- WRITTEN INSTRUCTION: Can you recast every record below as a JSON list of strings, with one string for each line and no blank lines, leaving the pictures out?

- DATASET ENTRIES:
- - -
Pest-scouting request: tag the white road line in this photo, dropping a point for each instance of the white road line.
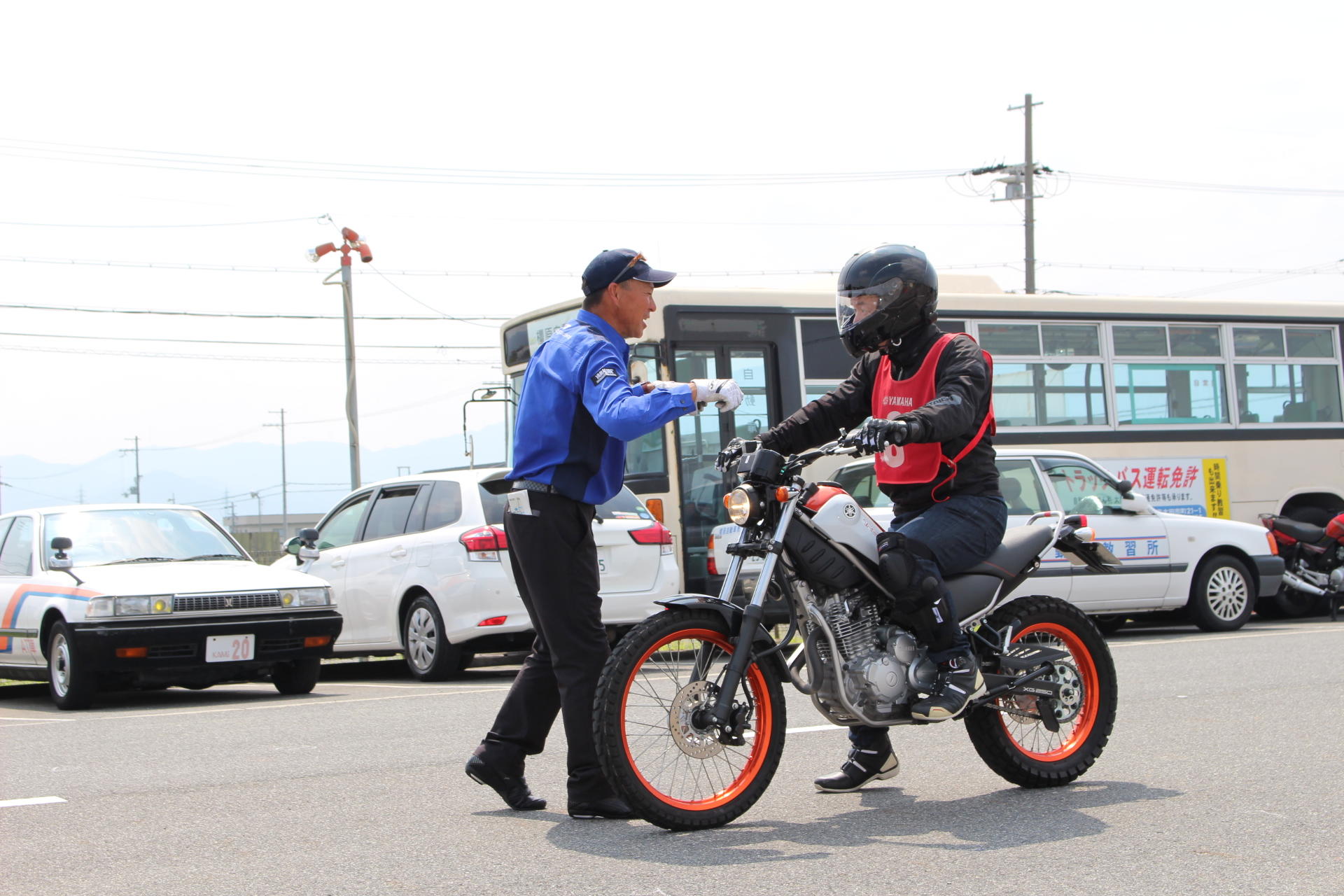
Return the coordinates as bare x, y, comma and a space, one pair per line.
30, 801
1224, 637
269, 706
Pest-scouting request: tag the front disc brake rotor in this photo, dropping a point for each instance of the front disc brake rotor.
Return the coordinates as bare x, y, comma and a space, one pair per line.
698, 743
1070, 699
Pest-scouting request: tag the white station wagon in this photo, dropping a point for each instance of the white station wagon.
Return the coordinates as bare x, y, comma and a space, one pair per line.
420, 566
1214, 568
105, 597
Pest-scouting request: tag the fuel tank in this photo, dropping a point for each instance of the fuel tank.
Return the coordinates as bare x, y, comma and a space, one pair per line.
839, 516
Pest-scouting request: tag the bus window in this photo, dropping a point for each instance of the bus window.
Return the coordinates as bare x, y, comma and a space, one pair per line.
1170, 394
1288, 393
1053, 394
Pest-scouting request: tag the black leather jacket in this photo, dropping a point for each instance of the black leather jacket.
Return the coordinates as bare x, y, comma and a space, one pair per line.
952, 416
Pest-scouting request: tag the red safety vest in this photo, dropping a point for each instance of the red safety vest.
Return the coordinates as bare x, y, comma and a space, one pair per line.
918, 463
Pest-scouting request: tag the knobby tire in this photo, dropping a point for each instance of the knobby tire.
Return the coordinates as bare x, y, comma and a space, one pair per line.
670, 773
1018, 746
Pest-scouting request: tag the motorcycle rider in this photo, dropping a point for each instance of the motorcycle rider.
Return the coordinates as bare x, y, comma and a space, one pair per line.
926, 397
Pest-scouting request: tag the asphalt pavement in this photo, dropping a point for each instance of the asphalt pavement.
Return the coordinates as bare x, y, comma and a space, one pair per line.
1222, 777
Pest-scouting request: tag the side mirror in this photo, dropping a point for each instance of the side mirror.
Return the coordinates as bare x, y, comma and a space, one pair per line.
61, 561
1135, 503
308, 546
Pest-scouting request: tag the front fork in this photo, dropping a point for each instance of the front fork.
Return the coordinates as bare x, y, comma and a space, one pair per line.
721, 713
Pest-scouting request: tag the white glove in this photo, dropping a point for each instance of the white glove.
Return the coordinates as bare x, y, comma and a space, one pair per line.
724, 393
- - -
- RESULT:
[
  "Pest-scouting request: tag the white road line in this photo, dropping a point for each instance of the white road line.",
  "Return the coordinates as bare x, y, comma and a space, one pair per line.",
  "30, 801",
  "1224, 637",
  "269, 706",
  "Pest-scouting request: tag the front disc brake rotor in this photo, dropping a point for each instance of the front disc brake rotor.",
  "Return the coordinates as bare x, y, comma and a space, one pair per line.",
  "698, 743",
  "1070, 699",
  "Pest-scouting request: tag the white station wagon in this photo, dropping a point for each instance of the white station wagon.",
  "Return the coordinates as bare x, y, comma and a space, one pair per line.",
  "420, 566",
  "1214, 568",
  "105, 597",
  "Pest-scouting request: tag the fuel tank in this photo, dropping a point for each instance of the fuel tank.",
  "Return the coordinates as bare x, y, comma and a space, one pair per line.",
  "839, 516",
  "Pest-scouting request: tag the bus window in this photo, dropping a point for each instance of the bus window.",
  "Return the coordinates as bare x, y, comma and a space, one pair per line.",
  "1170, 394",
  "1288, 393",
  "1053, 394",
  "Pest-scouting request: tag the black leather jacket in this photo, dropping a point for each instance of the black leather jacket.",
  "Return the coordinates as bare x, y, comma and a space, one pair per line.",
  "952, 416",
  "Pest-scouting request: tag the red safety vest in this photo, dropping a point for each instance of the red safety vest.",
  "Return the coordinates as bare x, y, comma and a space, one pair per line.",
  "918, 463",
  "Pest-scouting request: tag the knobby tire in this photo, dropping a point for each instance of the knobby tire.",
  "Return the coordinates as bare x, y, comma and a space, one pair per line.",
  "670, 773",
  "1018, 746",
  "Pest-scouting request: tag the motorcycle rider in this photo, dropping a point for each instance of the motorcycle rider.",
  "Return the coordinates as bare x, y, comma and a space, one pair per line.",
  "926, 397",
  "Pest-scouting request: tag the asphalt pavement in this photo, dropping a point for each instance of the asphalt pavement.",
  "Return the coordinates as bare x, y, comma and a space, one pair per line.",
  "1222, 777",
  "Pest-scouting request: tag the side mirror in this photo, dropping a point for each instance of the side mirror.",
  "Return the coordinates as bare x, y, comma and a space, one pair per line.",
  "61, 561",
  "1135, 503",
  "308, 546",
  "Pest-scouting request: tag the front fork in this photo, dropping a point for each instance of the front fork.",
  "Return the coordinates as bare x, y, comma and a space, one pair per line.",
  "721, 713",
  "Pest-scouting request: tag the white glove in this photo, dropping a point for each instance of the white glove.",
  "Return the coordinates as bare x, y, comma and a space, one pair per line.",
  "724, 393"
]